→ Problem
Copy out every line of the records below without changing anything, and leave the pictures out.

→ Supplied data
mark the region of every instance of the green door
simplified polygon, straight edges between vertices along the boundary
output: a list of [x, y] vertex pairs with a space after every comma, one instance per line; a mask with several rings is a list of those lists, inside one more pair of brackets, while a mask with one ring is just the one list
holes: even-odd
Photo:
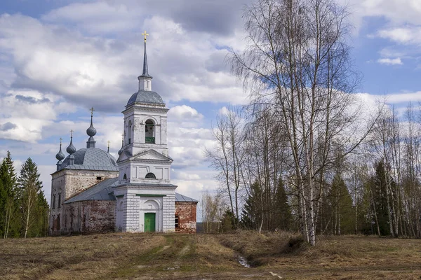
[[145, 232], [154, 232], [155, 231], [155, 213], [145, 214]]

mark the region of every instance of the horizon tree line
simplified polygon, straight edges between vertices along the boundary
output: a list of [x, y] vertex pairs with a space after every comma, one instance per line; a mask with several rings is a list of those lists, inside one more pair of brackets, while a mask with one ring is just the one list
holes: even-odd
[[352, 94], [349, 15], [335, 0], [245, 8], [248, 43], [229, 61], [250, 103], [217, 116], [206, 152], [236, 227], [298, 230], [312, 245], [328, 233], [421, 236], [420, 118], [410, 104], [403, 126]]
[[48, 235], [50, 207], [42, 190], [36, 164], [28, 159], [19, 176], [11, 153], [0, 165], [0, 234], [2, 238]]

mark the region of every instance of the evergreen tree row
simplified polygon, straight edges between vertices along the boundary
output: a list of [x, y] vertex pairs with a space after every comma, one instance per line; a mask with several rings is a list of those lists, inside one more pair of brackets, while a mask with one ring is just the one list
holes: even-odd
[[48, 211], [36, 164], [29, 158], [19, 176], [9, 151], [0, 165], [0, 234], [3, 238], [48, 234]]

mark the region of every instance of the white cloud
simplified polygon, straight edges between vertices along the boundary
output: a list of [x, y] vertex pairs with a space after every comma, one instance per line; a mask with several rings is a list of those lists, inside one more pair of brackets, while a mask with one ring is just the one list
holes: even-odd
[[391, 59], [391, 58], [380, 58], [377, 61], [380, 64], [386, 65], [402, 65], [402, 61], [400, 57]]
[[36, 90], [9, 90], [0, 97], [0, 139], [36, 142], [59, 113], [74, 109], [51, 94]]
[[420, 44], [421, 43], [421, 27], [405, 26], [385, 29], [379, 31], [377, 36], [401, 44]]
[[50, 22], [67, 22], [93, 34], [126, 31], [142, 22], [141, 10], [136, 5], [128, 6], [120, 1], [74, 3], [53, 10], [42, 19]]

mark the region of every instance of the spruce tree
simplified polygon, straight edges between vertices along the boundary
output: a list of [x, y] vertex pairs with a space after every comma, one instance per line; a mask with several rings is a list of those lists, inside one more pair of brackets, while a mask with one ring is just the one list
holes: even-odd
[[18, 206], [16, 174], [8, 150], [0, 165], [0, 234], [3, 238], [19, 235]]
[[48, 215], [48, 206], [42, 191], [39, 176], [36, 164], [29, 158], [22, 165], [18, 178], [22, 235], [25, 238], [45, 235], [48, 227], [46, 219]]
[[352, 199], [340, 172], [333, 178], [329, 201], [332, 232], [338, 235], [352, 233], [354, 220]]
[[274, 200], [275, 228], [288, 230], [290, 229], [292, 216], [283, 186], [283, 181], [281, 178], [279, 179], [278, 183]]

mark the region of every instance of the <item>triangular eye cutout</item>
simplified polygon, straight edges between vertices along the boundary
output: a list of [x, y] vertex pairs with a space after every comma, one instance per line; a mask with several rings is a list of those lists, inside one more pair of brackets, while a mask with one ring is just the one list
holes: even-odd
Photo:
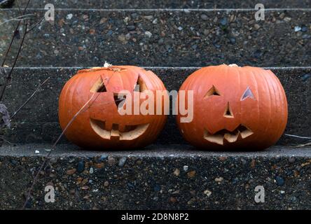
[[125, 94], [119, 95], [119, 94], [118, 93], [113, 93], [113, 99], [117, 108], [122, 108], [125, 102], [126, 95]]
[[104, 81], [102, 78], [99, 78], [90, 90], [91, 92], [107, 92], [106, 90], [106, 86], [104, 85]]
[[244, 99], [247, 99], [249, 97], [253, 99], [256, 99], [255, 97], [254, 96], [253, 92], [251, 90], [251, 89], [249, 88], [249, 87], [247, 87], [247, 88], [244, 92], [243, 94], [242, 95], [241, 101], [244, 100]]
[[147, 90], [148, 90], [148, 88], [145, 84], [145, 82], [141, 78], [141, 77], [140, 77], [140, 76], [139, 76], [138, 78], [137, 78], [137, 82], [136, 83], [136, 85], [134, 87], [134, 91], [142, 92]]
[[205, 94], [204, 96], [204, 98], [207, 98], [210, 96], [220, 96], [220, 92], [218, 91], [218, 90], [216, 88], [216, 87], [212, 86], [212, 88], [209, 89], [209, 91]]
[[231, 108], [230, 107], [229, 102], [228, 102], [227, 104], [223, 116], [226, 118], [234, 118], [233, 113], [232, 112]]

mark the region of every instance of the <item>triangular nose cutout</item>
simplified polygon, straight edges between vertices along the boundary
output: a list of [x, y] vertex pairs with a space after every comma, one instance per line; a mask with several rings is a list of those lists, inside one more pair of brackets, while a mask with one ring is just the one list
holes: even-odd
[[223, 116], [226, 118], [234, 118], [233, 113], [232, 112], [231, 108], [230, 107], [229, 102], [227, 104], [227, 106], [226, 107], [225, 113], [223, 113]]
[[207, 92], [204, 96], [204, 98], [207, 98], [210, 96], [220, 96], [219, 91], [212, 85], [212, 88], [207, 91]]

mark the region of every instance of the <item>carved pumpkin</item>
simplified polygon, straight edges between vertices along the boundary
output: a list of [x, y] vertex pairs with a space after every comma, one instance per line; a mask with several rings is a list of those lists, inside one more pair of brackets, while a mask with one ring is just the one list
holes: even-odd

→ Solution
mark the region of every instance of the green door
simplified polygon, straight edges between vertices along the boundary
output: a list of [x, y] vertex pairs with a space after every comma, one instance per line; a mask with several rings is a list of those lists, inside one more pair of brackets, while a mask with one ring is just the one list
holes: even-odd
Photo:
[[145, 232], [154, 232], [155, 231], [155, 213], [145, 214]]

mark the region of every instance of the horizon tree line
simplified polygon, straight edges between vertices along the boundary
output: a list of [x, y] vertex pairs with a space after every comma, one instance per line; a mask with several rings is a list of those lists, inside one more pair of brackets, while a mask with one ring is just the one list
holes: even-odd
[[352, 94], [349, 15], [335, 0], [245, 8], [248, 43], [229, 61], [250, 103], [217, 116], [206, 152], [236, 227], [298, 230], [312, 245], [328, 233], [421, 236], [420, 118], [410, 104], [403, 126]]
[[48, 235], [50, 207], [42, 190], [36, 164], [28, 159], [19, 176], [11, 153], [0, 165], [0, 234], [2, 238]]

mark the region of every instance of the evergreen tree row
simplified polygon, straight edges between vertices along the boundary
output: a list of [x, y] vertex pairs with a space after every comma, one instance per line; a mask with several rings is a list of those lists, inside one more pair of brackets, while a mask with one ring is just the one list
holes: even-odd
[[48, 211], [36, 164], [29, 158], [19, 176], [9, 151], [0, 165], [0, 234], [3, 238], [48, 234]]

mark the region of every instance of the white cloud
simplified polygon, straight edges between vertices along the boundary
output: a list of [x, y] vertex pairs with a space after every comma, one instance per line; a mask with several rings is a list of those lists, inside one more pair of brackets, while a mask with one ring is just the one list
holes: even-odd
[[391, 59], [391, 58], [380, 58], [377, 61], [380, 64], [386, 65], [402, 65], [402, 61], [400, 57]]
[[36, 90], [9, 90], [0, 97], [0, 139], [36, 142], [59, 113], [74, 109], [51, 94]]
[[420, 44], [421, 43], [421, 27], [405, 26], [385, 29], [379, 31], [377, 36], [401, 44]]
[[50, 22], [67, 22], [93, 34], [126, 31], [142, 22], [141, 10], [136, 5], [128, 6], [120, 1], [74, 3], [53, 10], [42, 19]]

mark the region of every instance of the spruce tree
simplified polygon, straight edges between vertices along the boundary
output: a list of [x, y] vertex pairs with a space after every comma, one instance per line; a mask with several rings is a list of those lists, inside one more pair of brackets, while a mask with one ring is just the one list
holes: even-odd
[[18, 206], [16, 174], [8, 150], [0, 165], [0, 234], [3, 238], [19, 235]]
[[48, 215], [48, 206], [42, 191], [39, 176], [36, 164], [29, 158], [22, 165], [18, 178], [22, 235], [25, 238], [45, 235], [48, 227], [46, 219]]
[[352, 199], [340, 172], [333, 178], [329, 201], [332, 232], [338, 235], [352, 233], [354, 220]]
[[274, 200], [275, 228], [288, 230], [290, 229], [292, 216], [283, 186], [283, 181], [281, 178], [279, 179], [278, 183]]

mark the region of every instance of the <item>triangular eye cutout</item>
simplified polygon, straight edges between vertices along the boundary
output: a list of [x, y] vertex pairs with a space after every comma, one instance per line; a mask with several rings is a list of those lists, inside one more pair of brackets, while a mask with one ring is just the one list
holes: even-odd
Photo:
[[125, 94], [119, 95], [119, 94], [118, 93], [113, 93], [113, 99], [117, 108], [122, 108], [125, 102], [126, 95]]
[[104, 81], [102, 78], [99, 78], [90, 90], [91, 92], [107, 92], [106, 90], [106, 86], [104, 85]]
[[244, 99], [247, 99], [249, 97], [253, 99], [256, 99], [255, 97], [254, 96], [253, 92], [251, 90], [251, 89], [249, 88], [249, 87], [247, 87], [247, 88], [244, 92], [243, 94], [242, 95], [241, 101], [244, 100]]
[[147, 90], [148, 90], [148, 88], [145, 84], [145, 82], [141, 78], [141, 77], [140, 77], [140, 76], [139, 76], [138, 78], [137, 78], [137, 82], [136, 83], [136, 85], [134, 87], [134, 91], [142, 92]]
[[205, 94], [204, 96], [204, 98], [207, 98], [210, 96], [220, 96], [220, 92], [218, 91], [218, 90], [216, 88], [216, 87], [212, 86], [212, 88], [209, 89], [209, 91]]
[[231, 108], [230, 107], [229, 102], [228, 102], [227, 104], [223, 116], [226, 118], [234, 118], [233, 113], [232, 112]]

mark the region of every instance of the <item>triangular nose cutout</item>
simplified polygon, straight edges between vertices along the boundary
output: a list of [x, y] vertex pairs with a space after every comma, one instance per line; a mask with several rings is a list of those lists, inside one more pair of brackets, while a mask with one ring is just the one list
holes: even-odd
[[223, 116], [226, 118], [234, 118], [233, 113], [232, 112], [231, 108], [230, 107], [229, 102], [227, 104], [227, 106], [226, 107], [225, 113], [223, 113]]
[[207, 92], [204, 96], [204, 98], [207, 98], [210, 96], [220, 96], [219, 91], [212, 85], [212, 88], [207, 91]]

mark the region of every instance of the <item>carved pumpkin</item>
simplified polygon, straight edges between vertices along the boundary
output: a list of [x, y] vertex pairs with a space after every comma, one instance per line; a mask with several rings is a list of those lists, inside one more pair of brackets, while a mask with one ring is just the one list
holes: even-odd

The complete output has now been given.